Record extracts
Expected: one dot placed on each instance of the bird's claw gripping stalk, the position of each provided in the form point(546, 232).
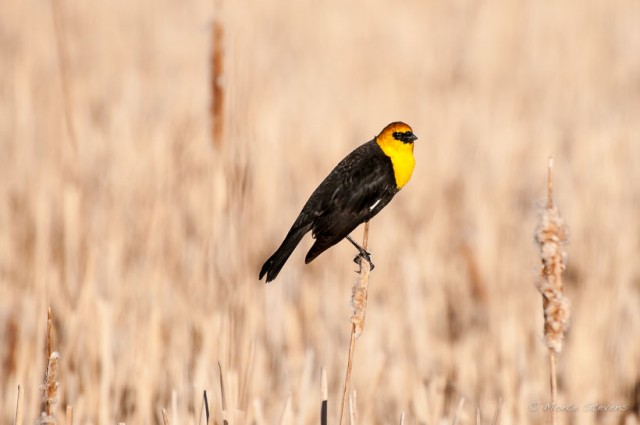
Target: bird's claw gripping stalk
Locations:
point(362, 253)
--
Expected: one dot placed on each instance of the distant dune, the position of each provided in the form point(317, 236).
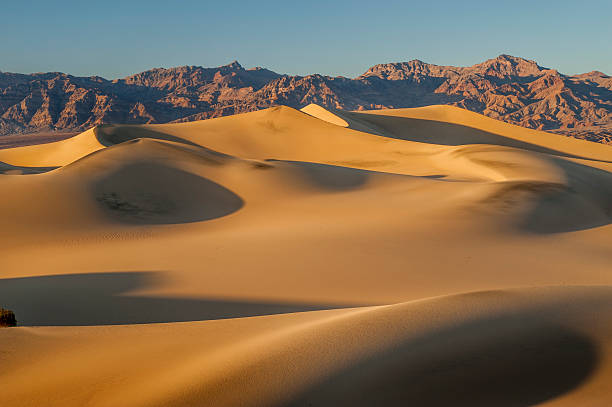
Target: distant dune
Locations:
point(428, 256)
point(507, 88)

What is required
Copy everything in the records from the line containing "Expected: one dot placed on each instance of the bird's" down to the line containing "point(362, 253)", including both of those lines. Leave the pictures out of your copy.

Expected answer
Expected: one dot placed on each instance of the bird's claw gripping stalk, the position of each provided in the form point(546, 232).
Target: bird's claw gripping stalk
Locations:
point(362, 253)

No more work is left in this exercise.